▶ WORK REQUIRED
Retype the material that follows, keeping every word as it is.
>> begin GIVEN ENTRIES
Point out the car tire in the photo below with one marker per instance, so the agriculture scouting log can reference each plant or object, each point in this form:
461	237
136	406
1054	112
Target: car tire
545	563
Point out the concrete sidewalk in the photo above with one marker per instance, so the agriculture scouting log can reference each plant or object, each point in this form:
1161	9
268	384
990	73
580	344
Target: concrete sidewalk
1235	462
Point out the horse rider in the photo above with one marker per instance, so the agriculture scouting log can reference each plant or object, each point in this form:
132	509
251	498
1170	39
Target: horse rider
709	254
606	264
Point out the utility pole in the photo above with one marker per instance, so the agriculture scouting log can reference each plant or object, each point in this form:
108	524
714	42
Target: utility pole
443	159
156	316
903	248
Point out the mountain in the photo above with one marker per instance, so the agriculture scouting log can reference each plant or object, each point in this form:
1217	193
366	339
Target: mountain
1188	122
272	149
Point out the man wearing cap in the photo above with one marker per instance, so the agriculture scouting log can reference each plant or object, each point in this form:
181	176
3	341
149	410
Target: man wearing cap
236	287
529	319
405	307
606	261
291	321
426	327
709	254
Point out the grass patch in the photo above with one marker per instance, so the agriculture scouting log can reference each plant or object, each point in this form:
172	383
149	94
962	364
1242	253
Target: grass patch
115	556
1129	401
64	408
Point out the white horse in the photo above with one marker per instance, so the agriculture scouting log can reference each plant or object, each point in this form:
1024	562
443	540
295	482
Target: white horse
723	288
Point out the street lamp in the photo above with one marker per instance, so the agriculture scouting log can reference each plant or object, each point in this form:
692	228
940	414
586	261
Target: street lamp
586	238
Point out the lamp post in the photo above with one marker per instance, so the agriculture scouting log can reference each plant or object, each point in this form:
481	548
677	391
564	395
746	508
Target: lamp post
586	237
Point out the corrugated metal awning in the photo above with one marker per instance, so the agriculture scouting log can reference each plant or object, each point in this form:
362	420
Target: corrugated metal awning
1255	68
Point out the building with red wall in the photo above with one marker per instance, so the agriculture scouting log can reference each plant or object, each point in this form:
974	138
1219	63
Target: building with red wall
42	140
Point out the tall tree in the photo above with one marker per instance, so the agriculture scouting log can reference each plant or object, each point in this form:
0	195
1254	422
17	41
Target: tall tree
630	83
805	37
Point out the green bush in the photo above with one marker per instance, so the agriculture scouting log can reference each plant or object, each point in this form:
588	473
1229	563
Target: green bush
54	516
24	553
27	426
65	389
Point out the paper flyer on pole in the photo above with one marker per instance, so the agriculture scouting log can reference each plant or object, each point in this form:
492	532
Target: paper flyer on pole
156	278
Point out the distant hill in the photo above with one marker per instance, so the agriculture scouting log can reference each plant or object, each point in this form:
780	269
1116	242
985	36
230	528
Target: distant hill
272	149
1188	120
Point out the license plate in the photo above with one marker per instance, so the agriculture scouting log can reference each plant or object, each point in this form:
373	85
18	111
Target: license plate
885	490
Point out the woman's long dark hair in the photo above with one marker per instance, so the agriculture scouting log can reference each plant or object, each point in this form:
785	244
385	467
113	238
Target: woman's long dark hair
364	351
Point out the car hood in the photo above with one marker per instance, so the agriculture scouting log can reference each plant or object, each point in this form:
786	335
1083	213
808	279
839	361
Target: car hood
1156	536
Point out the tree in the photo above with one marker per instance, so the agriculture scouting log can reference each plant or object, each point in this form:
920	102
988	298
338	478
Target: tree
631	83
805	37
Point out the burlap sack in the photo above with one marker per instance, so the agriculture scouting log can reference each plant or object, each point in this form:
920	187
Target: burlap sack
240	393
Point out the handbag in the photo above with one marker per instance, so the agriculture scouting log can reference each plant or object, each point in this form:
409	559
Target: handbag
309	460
>> end GIVEN ENTRIES
▶ THE RESPONSE
Point out the car tire in the photo below with one marker per instance, so the agriculture scouting log can reference each plant or object, each point in this form:
461	237
136	406
1054	112
Target: car tire
545	563
Point out the concrete sidewalk in the photo above with one marker per instance, so the agriculture scouting log can reference each plant or object, each point in this form:
1161	9
268	384
990	73
580	344
Target: concrete sidewalk
1235	462
Point out the horse rider in the photo above with one marker per instance, so the agriculture scouting log can reference each plant or object, each point in this form:
132	509
251	498
1170	39
Target: horse rider
709	254
606	264
Point out the utility pole in the photo above with one marker per instance, so the agriculture scouting log can reference each plant or object, each point in this form:
108	524
714	42
Target: utility pole
443	159
156	316
903	248
Point out the mountain in the photo above with one marker per instance, so the agriculture scouting log can reference each plant or object, each point in this form:
1217	193
366	339
Target: mountain
1188	122
272	149
Point out the man wearing cap in the photo above with one marker per instance, so the agriculture scouting log can reference each plant or object, each point in this form:
181	176
3	341
149	410
Target: man wearing cap
236	287
529	319
405	307
606	261
291	321
426	327
709	254
Point out the grass patch in the photo above with one marker per instance, so the agriculture scouting log can reference each plant or object, each point in this form:
172	383
149	94
962	364
1242	253
Target: grass patch
115	556
1129	401
64	408
Point out the white horse in the photo above with one marker per instance, so the agriculture scouting log can reference each plant or object, each point in this form:
1024	562
443	540
295	482
Target: white horse
723	288
Point out the street lamp in the photo above with one marker per instance, so the agriculture scouting log can reference each plant or object, each point in this form:
692	228
940	414
586	261
Target: street lamp
586	238
Point out the lamp post in the photo above with one marker per instance, so the agriculture scouting log can reference each plant or object, each point in this form:
481	548
677	391
564	395
746	508
Target: lamp post
586	237
Point out the corrugated metal awning in the photo above with one marker per instance, so the agriculture scouting log can reference each plant or object, each point in this form:
362	420
Target: corrugated metal awning
1255	68
Point out the building with red wall in the photo above with one marker per instance, so the agriculture scouting log can reference each plant or object, each point in this form:
974	138
1219	63
Target: building with red wall
42	140
Point out the tall tree in the photo above with one marker per instance, so the agriculture scouting log can reference each plant or object, each point in this form:
0	195
1254	422
17	41
Target: tall tree
630	83
805	37
Point out the green bush in the photo above with one marker per instance, so the agriculture scouting log can reference each plant or object, each point in this form:
588	473
1229	563
Target: green bush
54	516
24	553
27	426
65	389
Point out the paper flyer on pole in the photo above with one marker per instance, so the agriculture scouting log can reference each plant or object, each point in this form:
492	532
Target: paper flyer on pole
156	278
Point out the distant hill in the photo above with one marker per instance, so the agriculture scouting log can reference each plant or object, each point in this form:
780	269
1116	242
985	36
230	528
Target: distant hill
272	149
1188	120
Point out the license plate in the photo above with one marker per instance, so the agriculture scouting log can reference each plant or object, each point in this form:
373	85
18	111
Target: license plate
885	490
Point out the woman's long dark hair in the photo above with one marker per instance, so the agriculture scouting log can reference each plant or object, each point in this form:
785	244
385	467
113	238
Target: woman's long dark hair
364	351
Point out the car hood in the photo above with one marker per instance, so the agriculture scouting log can reference each plant or object, each point in this form:
786	335
1083	213
808	279
839	361
Target: car hood
1156	536
Point out the tree in the photo above with one marker per instance, so the agriculture scouting log can reference each plant or object, each point in this form:
920	102
988	298
338	478
Target: tree
631	83
805	37
Point out the burlap sack in the photo above with one marker per instance, so the agriculture scouting log can reference each plant or object, each point in this form:
920	187
Target: burlap sack
240	393
Point out the handbag in the photo above with one marker per instance, so the agriculture scouting log can reference each plant or object, each point in this form:
409	559
Target: handbag
309	460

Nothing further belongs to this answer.